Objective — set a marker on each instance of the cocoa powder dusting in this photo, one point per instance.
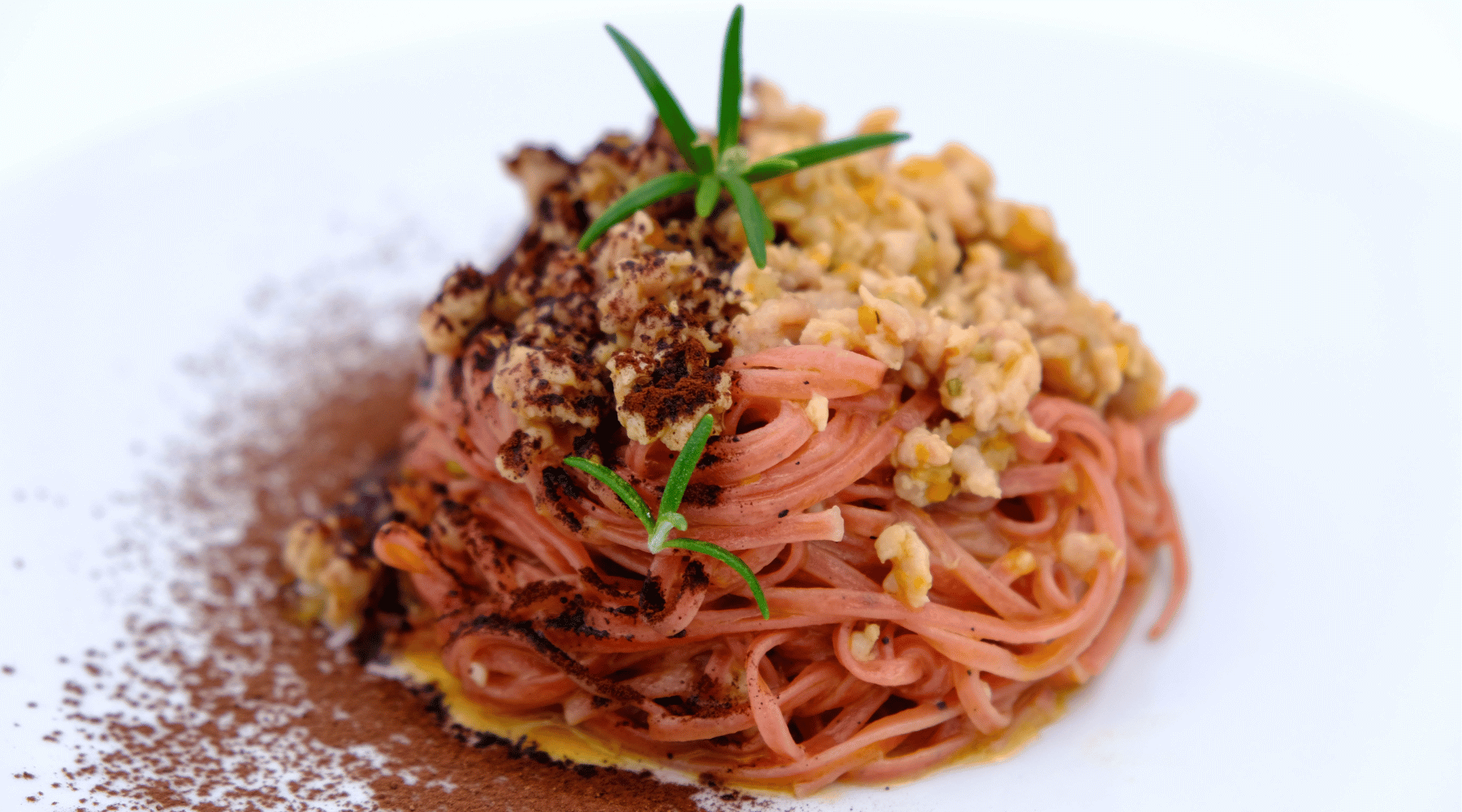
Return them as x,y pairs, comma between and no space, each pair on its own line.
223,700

·····

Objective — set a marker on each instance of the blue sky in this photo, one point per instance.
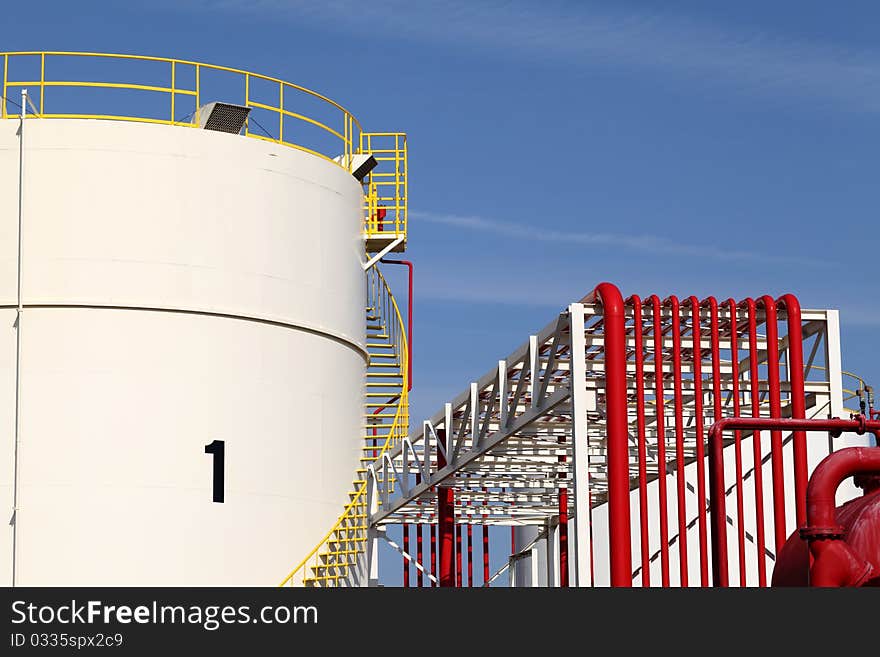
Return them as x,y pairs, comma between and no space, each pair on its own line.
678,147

·····

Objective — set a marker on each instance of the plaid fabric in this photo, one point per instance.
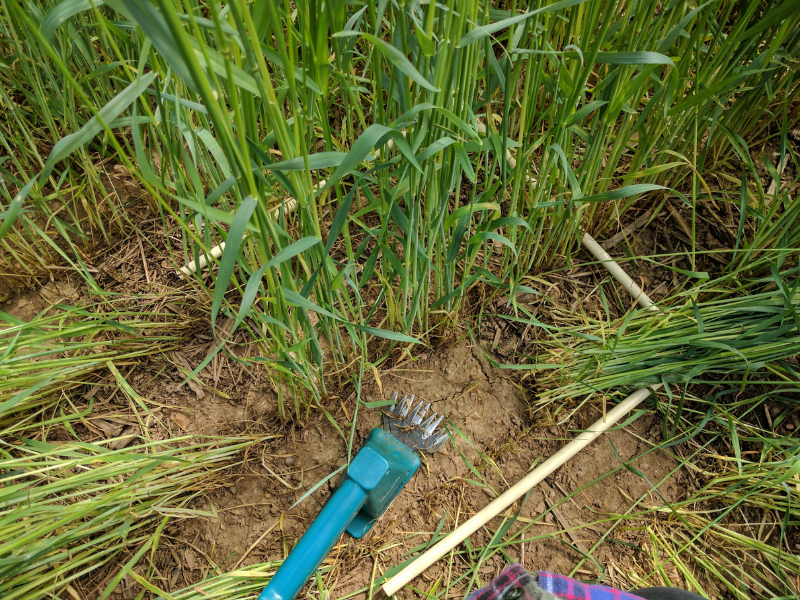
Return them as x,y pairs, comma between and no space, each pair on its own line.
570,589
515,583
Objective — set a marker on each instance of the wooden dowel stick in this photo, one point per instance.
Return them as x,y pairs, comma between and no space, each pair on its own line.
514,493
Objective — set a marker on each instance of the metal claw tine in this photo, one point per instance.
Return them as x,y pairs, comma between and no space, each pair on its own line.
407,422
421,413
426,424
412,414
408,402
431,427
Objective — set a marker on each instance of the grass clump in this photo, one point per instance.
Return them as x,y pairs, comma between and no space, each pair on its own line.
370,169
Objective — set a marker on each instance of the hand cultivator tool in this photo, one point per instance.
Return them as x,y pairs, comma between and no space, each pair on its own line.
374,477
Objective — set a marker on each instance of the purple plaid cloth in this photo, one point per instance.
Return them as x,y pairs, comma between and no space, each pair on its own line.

·····

§ The problem:
Those lines of the records that contain the string "plaid" should be identified and copied.

§ Solution:
Objective — set a marker on each instance of the plaid fabric in this photo, one point per instance.
Objective — set a marker on each instance of the purple plaid cloth in this photo, one point per instance.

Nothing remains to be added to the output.